WHAT THIS TASK INVOLVES
Resume the enfugue 0.3.0 release and installation notes, continuing right after their final sentence.

PAGE TEXT
===

TensorRT Builds Suspended Indefinitely

TensorRT-specific builds will no longer be released. These have led to significant amounts of confusion over the months, with very few people being able to make use of TensorRT.

It will remain available for the workflows it was previously available for, but you will need to install enfugue using one of the provided conda environment or into a different latent diffusion python environment via pip - see below for full instructions.

Pending MacOS Build

The MacOS build of v0.3.0 is pending. There has been difficulties finding a set of compatible dependencies, but it will be done soon. I apologize for the delay. You are welcome to try installing using the provided conda environment - full instructions below.

Full Changelog: 0.2.5...0.3.0

How-To Guide

Installing and Running: Portable Distributions

Select a portable distribution if you'd like to avoid having to install other programs, or want to have an isolated executable file that doesn't interfere with other environments on your system.

Summary

Platform Graphics API File(s) CUDA Version Torch Version
Windows CUDA enfugue-server-0.3.0-win-cuda-x86_64.zip.001
enfugue-server-0.3.0-win-cuda-x86_64.zip.002
11.8.0 2.1.0
Linux CUDA enfugue-server-0.3.0-manylinux-cuda-x86_64.tar.gz.0
enfugue-server-0.3.0-manylinux-cuda-x86_64.tar.gz.1
enfugue-server-0.3.0-manylinux-cuda-x86_64.tar.gz.2
11.8.0 2.1.0

Linux

To extract these files, you must concatenate them. Rather than taking up space in your file system, you can simply stream them together to tar. A console command to do that is:

cat enfugue-server-0.3.0* | tar -xvz

You are now ready to run the server with:

./enfugue-server/enfugue.sh

Press Ctrl+C to exit.

Windows

Download the win64 files here, and extract them using a program which allows extracting from multiple archives such as 7-Zip.

If you are using 7-Zip, you should not extract both files independently. If they are in the same directory when you unzip the first, 7-Zip will automatically unzip the second. The second file cannot be extracted on its own.

Locate the file enfugue-server.exe, and double-click it to run it. To exit, locate the icon in the bottom-right hand corner of your screen (the system tray) and right-click it, then select Quit.

Installing and Running: Conda

To install with the provided Conda environments, you need to install a version of Conda.

After installing Conda and configuring it so it is available to your shell or command-line, download one of the environment files depending on your platform and graphics API.

===

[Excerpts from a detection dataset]

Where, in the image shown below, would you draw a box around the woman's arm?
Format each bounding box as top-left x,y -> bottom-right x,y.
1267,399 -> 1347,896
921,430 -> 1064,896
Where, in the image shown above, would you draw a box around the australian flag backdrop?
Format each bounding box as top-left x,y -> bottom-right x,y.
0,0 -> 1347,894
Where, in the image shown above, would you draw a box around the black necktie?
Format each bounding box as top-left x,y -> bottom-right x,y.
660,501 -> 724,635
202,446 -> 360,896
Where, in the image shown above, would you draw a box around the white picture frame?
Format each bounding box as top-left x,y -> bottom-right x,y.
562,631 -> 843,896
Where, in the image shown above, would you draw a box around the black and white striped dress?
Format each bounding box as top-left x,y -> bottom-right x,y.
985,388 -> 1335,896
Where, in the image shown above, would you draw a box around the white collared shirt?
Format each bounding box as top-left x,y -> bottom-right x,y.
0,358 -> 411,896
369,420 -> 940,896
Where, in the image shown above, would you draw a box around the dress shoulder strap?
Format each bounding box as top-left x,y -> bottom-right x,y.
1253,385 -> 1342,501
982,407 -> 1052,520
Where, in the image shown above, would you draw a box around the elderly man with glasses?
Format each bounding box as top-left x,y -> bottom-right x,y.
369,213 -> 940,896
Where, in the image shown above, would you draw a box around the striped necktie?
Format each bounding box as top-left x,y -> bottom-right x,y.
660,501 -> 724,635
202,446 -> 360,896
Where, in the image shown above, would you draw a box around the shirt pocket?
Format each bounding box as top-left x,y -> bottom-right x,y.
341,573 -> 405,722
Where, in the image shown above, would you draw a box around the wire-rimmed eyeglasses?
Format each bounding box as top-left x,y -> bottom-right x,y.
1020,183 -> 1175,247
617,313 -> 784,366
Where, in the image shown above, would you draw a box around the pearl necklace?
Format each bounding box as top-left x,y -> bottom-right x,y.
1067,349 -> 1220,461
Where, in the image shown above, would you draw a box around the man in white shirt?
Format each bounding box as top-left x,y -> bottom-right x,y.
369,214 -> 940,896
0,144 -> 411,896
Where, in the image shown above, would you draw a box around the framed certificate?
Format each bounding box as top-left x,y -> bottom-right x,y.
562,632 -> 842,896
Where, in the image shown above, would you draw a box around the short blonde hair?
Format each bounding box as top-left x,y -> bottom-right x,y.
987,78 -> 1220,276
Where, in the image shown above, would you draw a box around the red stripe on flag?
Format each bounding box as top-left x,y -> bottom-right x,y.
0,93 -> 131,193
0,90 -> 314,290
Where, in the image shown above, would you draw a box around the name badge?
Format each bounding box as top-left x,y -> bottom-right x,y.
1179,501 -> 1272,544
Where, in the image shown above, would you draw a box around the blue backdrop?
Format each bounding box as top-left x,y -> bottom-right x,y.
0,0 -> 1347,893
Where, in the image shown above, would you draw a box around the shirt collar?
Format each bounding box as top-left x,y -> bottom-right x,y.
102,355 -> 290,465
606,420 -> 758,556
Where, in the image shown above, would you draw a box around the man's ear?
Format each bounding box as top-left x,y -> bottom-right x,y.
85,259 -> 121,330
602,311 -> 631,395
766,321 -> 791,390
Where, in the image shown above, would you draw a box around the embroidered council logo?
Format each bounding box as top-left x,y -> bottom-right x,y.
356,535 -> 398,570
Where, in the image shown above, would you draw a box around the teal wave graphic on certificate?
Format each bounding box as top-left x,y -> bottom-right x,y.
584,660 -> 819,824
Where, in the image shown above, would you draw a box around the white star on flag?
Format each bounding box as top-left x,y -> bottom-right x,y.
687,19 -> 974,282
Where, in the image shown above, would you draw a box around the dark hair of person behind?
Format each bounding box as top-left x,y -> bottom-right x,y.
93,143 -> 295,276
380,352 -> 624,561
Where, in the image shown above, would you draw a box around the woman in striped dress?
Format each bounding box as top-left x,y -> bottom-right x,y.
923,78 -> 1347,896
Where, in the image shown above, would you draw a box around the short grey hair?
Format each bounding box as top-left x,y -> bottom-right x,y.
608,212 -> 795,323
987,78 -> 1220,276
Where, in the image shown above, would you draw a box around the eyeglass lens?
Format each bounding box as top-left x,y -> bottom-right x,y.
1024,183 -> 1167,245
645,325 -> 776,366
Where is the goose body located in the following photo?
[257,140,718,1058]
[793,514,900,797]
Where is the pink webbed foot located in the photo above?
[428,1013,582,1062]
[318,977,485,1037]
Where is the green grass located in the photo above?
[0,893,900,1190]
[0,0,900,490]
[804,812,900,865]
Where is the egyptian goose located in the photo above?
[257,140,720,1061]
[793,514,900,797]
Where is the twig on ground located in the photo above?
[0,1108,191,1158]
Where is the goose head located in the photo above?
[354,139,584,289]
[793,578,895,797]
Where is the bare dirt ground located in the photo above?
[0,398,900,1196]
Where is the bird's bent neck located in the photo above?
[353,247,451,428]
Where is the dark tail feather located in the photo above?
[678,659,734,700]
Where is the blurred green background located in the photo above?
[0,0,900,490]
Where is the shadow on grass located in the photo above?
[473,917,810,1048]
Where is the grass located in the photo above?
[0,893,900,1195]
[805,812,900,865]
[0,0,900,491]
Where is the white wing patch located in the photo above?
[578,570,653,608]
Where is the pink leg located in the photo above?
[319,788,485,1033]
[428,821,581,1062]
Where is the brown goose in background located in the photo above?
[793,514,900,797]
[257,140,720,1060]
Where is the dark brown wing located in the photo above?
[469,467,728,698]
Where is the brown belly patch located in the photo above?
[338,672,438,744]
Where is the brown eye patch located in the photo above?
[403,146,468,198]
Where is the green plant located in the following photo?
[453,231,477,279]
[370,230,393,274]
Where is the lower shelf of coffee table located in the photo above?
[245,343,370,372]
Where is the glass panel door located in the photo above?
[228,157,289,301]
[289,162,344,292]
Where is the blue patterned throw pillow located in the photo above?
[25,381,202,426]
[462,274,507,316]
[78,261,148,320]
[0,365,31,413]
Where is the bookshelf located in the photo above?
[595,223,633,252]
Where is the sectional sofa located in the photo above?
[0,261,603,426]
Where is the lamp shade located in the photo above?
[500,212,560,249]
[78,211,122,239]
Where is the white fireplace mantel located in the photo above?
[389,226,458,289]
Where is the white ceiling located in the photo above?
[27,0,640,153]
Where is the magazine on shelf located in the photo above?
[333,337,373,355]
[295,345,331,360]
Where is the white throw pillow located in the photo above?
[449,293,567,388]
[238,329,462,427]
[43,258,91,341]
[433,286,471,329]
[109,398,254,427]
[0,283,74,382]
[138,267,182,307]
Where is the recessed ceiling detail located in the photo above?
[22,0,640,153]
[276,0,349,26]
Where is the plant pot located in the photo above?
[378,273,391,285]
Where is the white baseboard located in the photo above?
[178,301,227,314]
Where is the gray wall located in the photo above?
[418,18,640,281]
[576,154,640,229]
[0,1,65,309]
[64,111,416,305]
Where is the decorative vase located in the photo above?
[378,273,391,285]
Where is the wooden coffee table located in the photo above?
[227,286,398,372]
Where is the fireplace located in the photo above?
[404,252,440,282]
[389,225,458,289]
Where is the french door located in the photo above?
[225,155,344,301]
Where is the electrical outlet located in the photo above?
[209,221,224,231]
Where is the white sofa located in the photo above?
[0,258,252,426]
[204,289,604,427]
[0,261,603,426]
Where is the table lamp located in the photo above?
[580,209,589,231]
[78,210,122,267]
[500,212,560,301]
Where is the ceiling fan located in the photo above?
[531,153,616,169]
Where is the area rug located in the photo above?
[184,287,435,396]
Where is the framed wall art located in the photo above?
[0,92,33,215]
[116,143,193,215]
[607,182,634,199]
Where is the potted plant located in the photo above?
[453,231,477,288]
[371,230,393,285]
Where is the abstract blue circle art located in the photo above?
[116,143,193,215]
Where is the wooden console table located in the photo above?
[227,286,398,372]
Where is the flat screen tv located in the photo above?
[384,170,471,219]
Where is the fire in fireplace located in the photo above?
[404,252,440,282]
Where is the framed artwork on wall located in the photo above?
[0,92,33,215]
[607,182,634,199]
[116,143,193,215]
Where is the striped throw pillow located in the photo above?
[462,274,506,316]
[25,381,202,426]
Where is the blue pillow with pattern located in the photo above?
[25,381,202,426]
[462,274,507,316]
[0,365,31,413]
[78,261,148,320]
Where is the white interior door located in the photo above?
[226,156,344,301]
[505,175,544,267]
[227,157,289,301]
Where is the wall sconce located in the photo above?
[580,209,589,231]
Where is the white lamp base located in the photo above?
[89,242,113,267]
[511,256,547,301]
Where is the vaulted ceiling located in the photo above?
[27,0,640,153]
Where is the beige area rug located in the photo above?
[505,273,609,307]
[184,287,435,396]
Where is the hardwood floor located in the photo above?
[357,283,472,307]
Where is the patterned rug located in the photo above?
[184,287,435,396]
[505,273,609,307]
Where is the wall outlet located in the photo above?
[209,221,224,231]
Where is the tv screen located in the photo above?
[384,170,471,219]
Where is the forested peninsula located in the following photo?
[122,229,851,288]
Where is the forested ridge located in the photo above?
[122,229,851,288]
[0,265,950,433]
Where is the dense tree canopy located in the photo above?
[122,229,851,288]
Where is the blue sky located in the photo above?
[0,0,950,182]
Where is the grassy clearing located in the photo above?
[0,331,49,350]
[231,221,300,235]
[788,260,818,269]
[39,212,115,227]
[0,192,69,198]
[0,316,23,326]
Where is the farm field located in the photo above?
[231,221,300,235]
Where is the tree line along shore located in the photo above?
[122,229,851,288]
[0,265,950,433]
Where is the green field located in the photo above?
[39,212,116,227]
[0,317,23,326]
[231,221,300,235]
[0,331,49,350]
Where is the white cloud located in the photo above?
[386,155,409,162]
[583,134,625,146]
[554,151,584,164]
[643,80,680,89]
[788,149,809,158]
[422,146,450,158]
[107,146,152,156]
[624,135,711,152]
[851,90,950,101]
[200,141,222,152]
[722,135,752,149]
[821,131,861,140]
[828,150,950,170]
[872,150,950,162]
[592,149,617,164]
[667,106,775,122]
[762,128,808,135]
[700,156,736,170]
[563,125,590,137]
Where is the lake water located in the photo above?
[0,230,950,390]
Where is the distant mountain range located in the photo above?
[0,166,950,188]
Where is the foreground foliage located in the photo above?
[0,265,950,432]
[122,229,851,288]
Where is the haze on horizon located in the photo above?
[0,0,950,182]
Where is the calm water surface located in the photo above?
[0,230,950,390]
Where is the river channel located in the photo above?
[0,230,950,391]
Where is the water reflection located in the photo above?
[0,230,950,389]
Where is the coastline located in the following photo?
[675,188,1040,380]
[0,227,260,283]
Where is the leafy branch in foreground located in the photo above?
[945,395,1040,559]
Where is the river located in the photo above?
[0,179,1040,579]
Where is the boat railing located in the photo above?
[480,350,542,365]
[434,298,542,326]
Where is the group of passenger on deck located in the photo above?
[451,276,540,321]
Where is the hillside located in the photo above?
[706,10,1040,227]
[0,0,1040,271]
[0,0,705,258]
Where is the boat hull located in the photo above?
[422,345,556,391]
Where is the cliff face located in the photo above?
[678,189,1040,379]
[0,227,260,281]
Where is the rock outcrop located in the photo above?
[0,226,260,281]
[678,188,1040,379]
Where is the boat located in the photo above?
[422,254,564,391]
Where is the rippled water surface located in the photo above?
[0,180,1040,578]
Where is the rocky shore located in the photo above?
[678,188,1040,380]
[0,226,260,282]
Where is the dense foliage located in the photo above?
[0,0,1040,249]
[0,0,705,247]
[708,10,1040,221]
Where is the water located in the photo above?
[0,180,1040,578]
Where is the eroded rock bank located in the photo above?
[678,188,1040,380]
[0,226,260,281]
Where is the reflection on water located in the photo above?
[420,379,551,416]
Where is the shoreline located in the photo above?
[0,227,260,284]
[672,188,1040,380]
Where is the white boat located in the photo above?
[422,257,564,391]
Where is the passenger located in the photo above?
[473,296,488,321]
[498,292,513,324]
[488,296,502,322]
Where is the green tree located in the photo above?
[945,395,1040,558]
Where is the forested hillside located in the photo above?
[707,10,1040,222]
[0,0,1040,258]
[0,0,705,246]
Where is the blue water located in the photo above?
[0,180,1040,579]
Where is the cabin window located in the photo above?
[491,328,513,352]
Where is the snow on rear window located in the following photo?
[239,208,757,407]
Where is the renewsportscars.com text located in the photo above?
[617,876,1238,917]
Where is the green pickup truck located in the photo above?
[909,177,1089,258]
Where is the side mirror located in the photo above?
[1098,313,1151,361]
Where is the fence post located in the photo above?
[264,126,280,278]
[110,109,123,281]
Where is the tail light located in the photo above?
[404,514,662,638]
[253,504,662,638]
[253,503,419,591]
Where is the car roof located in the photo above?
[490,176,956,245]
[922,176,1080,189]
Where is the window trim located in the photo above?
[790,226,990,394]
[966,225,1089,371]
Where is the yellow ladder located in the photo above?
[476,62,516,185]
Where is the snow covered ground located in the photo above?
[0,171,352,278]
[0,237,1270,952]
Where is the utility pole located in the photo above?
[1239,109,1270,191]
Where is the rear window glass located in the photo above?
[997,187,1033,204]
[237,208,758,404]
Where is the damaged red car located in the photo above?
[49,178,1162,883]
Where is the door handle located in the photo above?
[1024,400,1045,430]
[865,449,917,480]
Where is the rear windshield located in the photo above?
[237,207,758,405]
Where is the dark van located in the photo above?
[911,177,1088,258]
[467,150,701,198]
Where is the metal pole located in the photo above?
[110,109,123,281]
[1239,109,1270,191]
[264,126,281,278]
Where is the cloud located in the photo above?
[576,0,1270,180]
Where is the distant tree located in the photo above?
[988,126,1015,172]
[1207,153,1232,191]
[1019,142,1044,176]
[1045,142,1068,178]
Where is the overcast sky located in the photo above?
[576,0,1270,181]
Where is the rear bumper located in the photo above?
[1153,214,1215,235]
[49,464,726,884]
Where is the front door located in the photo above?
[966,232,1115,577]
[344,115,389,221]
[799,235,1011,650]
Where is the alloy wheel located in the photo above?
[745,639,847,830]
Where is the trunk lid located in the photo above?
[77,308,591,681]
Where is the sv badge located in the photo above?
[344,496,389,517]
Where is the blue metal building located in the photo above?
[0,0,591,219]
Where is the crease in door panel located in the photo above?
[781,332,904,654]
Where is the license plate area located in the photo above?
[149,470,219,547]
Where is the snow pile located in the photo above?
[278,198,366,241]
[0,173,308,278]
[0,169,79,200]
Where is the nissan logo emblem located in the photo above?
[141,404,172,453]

===

RESULT FOR THIS TASK
  1. First, choose windows-, linux- or macos- based on your platform.
  2. Then, choose your graphics API:
    • If you are on MacOS, you only have access to MPS.
    • If you have an Nvidia GPU or other CUDA-compatible device, select cuda.
    • Additional graphics APIs (rocm and directml) are being added and will be made available as they are developed. Please voice your desire for these to prioritize their development.

Finally, using the file you downloaded, create your Conda environment:

conda env create -f <downloaded_file.yml>

You've now installed Enfugue and all dependencies. To run it, activate the environment and then run the installed binary.

conda activate enfugue
python -m enfugue run

NOTE: The previously recommended command, enfugue run, has been observed to fail in certain environments. For this reason it is recommended to use the above more universally-compatible command.

Optional: DWPose Support

To install DW Pose support (a better, faster pose and face detection model), after installing Enfugue, execute the following (MacOS, Linux or Windows):

mim install "mmcv>=2.0.1"
mim install "mmdet>=3.1.0"
mim install "mmpose>=1.1.0"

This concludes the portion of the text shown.